── Material for the task ──

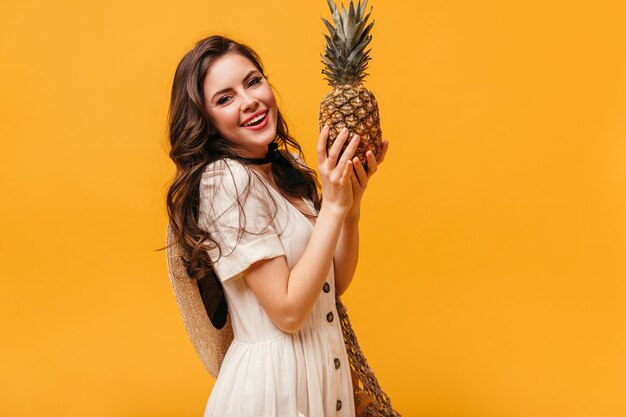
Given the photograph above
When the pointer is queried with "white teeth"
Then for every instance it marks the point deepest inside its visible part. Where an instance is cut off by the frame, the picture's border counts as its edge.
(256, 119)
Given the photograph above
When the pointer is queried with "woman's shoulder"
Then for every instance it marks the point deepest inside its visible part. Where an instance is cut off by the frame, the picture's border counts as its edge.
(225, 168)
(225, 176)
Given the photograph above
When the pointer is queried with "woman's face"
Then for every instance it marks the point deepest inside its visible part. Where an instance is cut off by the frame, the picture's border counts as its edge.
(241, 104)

───
── Material for the task ──

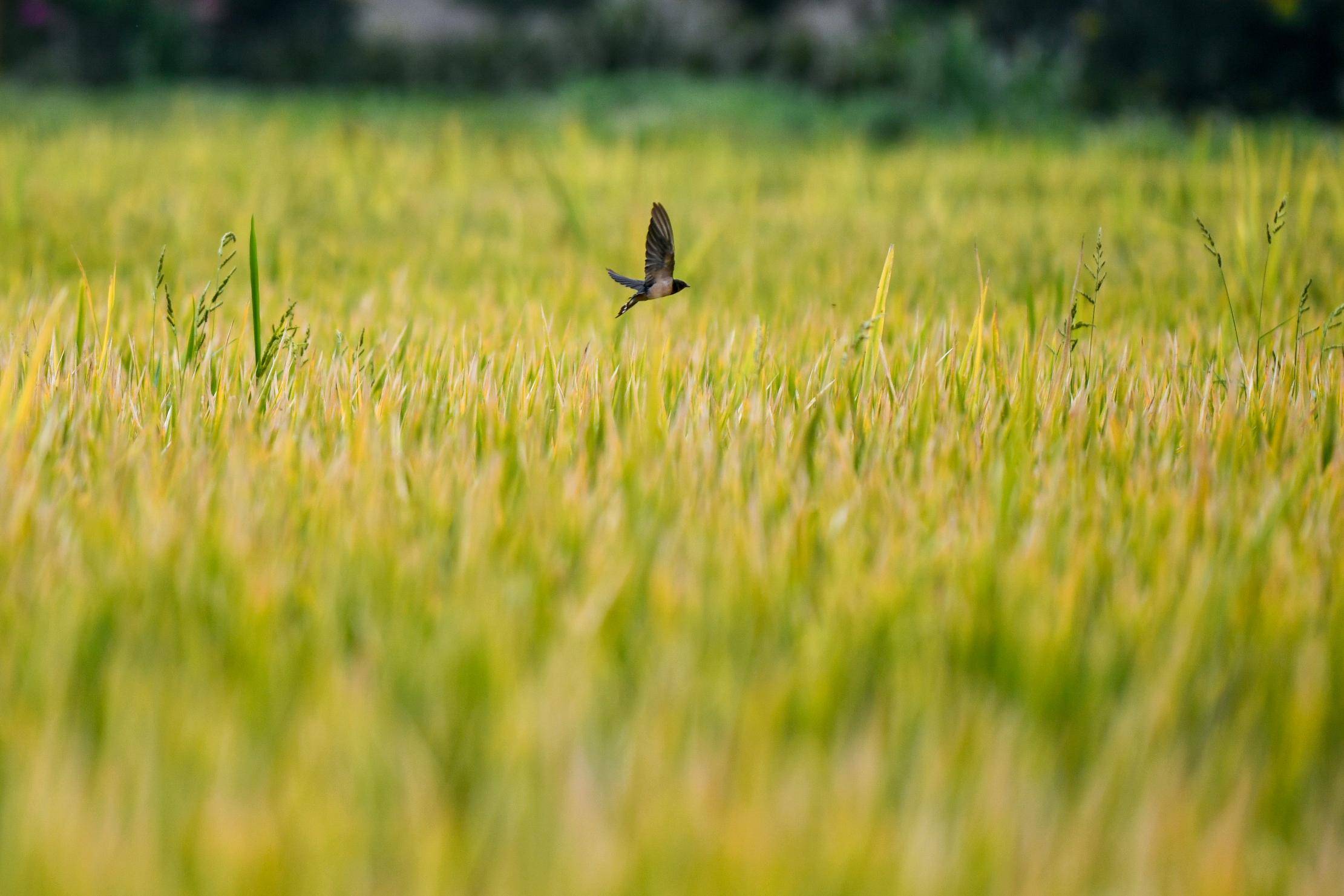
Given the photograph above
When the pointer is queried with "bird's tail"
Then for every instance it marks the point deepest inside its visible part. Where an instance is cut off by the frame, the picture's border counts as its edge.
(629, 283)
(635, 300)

───

What you will do
Please return, copied in full, every line of the listing above that contains the word "with".

Response to this task
When the pointer is queried with "white teeth"
When the pointer is queried with "woman's shoulder"
When the pointer is queried with "woman's face"
When the pointer is queried with "bird's tail"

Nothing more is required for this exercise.